--- Start Source document ---

The Blessed Virgin Mary in history

This is all part and parcel of the sacramental worldview: the understanding that nothing is merely itself. It lives in relation to the rest of creation and this whole great complex of interrelated things is a gift from God—and his gifts communicate grace to us.

Mary is therefore seen as a “great sign” (Revelation 12:1) because through her, the greatest gift God could give—himself—was given to us in flesh and blood, via her “Yes”.
“Yes” is the fundamental act of the disciple. Upon that Yes hangs the entire existence of the Church and through that Yes goes the life of every Christian believer. Every time we say (and do) what God desires, we are recapitulating the Yes of Mary, the Primal Disciple, who always said Yes, no matter how hard it got.

“Note that Mary always says Yes, not that she always understands what is going on as she says it. She says Yes out of a trust in God”

Note that Mary always says Yes, not that she always understands what is going on as she says it. She says Yes out of a trust in God, not out of her omniscient understanding of God. Her way is gestative before it is productive. She gestates before giving birth, prays and thinks before acting, lives in faith before giving birth to the Word made flesh. She “keeps all these things in her heart” long before they come to fruition in deed.

The essential characteristic of the Disciple is to will “May it be done to me according to your word” in all God commands. Mary did this before every other disciple and more perfectly than any other disciple. That is why she is the Type of the Church. If you want to see the Church in a sort of miniature figurine, look at her.

--- End Source document ---

▶ What is needed
Based on the text on the Blessed Virgin Mary in history, explain in one to three sentences why Mary is called the Type of the Church. The data placed here come from a separate, unrelated source.

--- Start Data excerpts ---

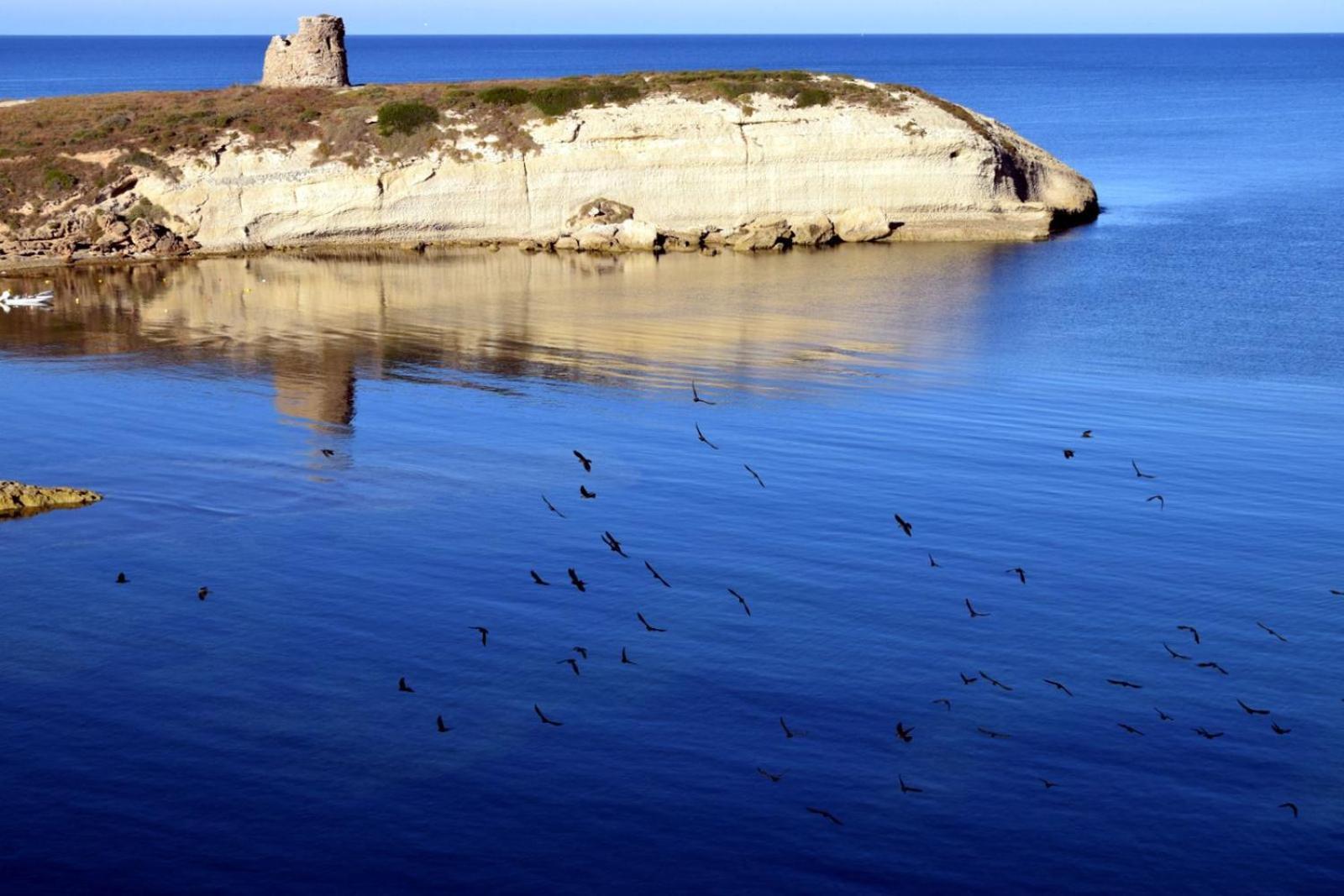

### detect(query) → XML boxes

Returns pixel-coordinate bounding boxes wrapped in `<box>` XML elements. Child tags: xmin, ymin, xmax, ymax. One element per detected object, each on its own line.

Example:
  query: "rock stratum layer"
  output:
<box><xmin>0</xmin><ymin>76</ymin><xmax>1098</xmax><ymax>259</ymax></box>
<box><xmin>0</xmin><ymin>481</ymin><xmax>102</xmax><ymax>516</ymax></box>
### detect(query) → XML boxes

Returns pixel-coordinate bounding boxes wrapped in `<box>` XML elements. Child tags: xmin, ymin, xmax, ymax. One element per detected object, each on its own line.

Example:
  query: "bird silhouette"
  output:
<box><xmin>979</xmin><ymin>672</ymin><xmax>1012</xmax><ymax>690</ymax></box>
<box><xmin>533</xmin><ymin>703</ymin><xmax>564</xmax><ymax>728</ymax></box>
<box><xmin>1255</xmin><ymin>622</ymin><xmax>1288</xmax><ymax>643</ymax></box>
<box><xmin>728</xmin><ymin>589</ymin><xmax>751</xmax><ymax>616</ymax></box>
<box><xmin>1236</xmin><ymin>699</ymin><xmax>1268</xmax><ymax>716</ymax></box>
<box><xmin>602</xmin><ymin>532</ymin><xmax>630</xmax><ymax>558</ymax></box>
<box><xmin>634</xmin><ymin>611</ymin><xmax>667</xmax><ymax>631</ymax></box>
<box><xmin>1163</xmin><ymin>641</ymin><xmax>1189</xmax><ymax>659</ymax></box>
<box><xmin>643</xmin><ymin>560</ymin><xmax>672</xmax><ymax>589</ymax></box>
<box><xmin>808</xmin><ymin>806</ymin><xmax>844</xmax><ymax>825</ymax></box>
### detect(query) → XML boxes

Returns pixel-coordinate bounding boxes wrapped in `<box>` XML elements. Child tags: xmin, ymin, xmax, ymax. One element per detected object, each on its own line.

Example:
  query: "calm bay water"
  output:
<box><xmin>0</xmin><ymin>38</ymin><xmax>1344</xmax><ymax>892</ymax></box>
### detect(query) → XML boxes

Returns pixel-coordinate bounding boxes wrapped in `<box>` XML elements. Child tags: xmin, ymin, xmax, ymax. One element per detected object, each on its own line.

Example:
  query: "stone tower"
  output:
<box><xmin>260</xmin><ymin>16</ymin><xmax>349</xmax><ymax>87</ymax></box>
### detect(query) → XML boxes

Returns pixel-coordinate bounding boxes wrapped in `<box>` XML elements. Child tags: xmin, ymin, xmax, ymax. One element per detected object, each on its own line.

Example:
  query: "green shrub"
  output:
<box><xmin>793</xmin><ymin>87</ymin><xmax>831</xmax><ymax>109</ymax></box>
<box><xmin>42</xmin><ymin>165</ymin><xmax>79</xmax><ymax>192</ymax></box>
<box><xmin>378</xmin><ymin>101</ymin><xmax>438</xmax><ymax>137</ymax></box>
<box><xmin>480</xmin><ymin>86</ymin><xmax>533</xmax><ymax>106</ymax></box>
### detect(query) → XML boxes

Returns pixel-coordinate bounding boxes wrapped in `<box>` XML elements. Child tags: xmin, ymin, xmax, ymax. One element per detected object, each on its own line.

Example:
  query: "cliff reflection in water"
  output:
<box><xmin>0</xmin><ymin>244</ymin><xmax>1023</xmax><ymax>427</ymax></box>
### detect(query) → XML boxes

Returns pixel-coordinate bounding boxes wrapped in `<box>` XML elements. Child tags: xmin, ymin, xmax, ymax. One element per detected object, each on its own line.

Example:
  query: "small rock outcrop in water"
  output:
<box><xmin>260</xmin><ymin>16</ymin><xmax>349</xmax><ymax>87</ymax></box>
<box><xmin>0</xmin><ymin>481</ymin><xmax>102</xmax><ymax>516</ymax></box>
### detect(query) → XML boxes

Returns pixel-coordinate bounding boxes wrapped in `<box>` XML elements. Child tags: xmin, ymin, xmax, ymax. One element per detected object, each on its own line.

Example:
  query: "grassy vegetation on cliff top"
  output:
<box><xmin>0</xmin><ymin>70</ymin><xmax>988</xmax><ymax>227</ymax></box>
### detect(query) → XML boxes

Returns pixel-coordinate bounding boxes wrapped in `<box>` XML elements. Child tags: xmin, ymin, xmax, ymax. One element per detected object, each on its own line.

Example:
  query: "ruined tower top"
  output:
<box><xmin>260</xmin><ymin>15</ymin><xmax>349</xmax><ymax>87</ymax></box>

--- End Data excerpts ---

▶ Answer to the problem
The essential characteristic of the Disciple is to will "May it be done to me according to your word" in all God commands. Mary did this before every other disciple and more perfectly than any other, and that is why she is the Type of the Church.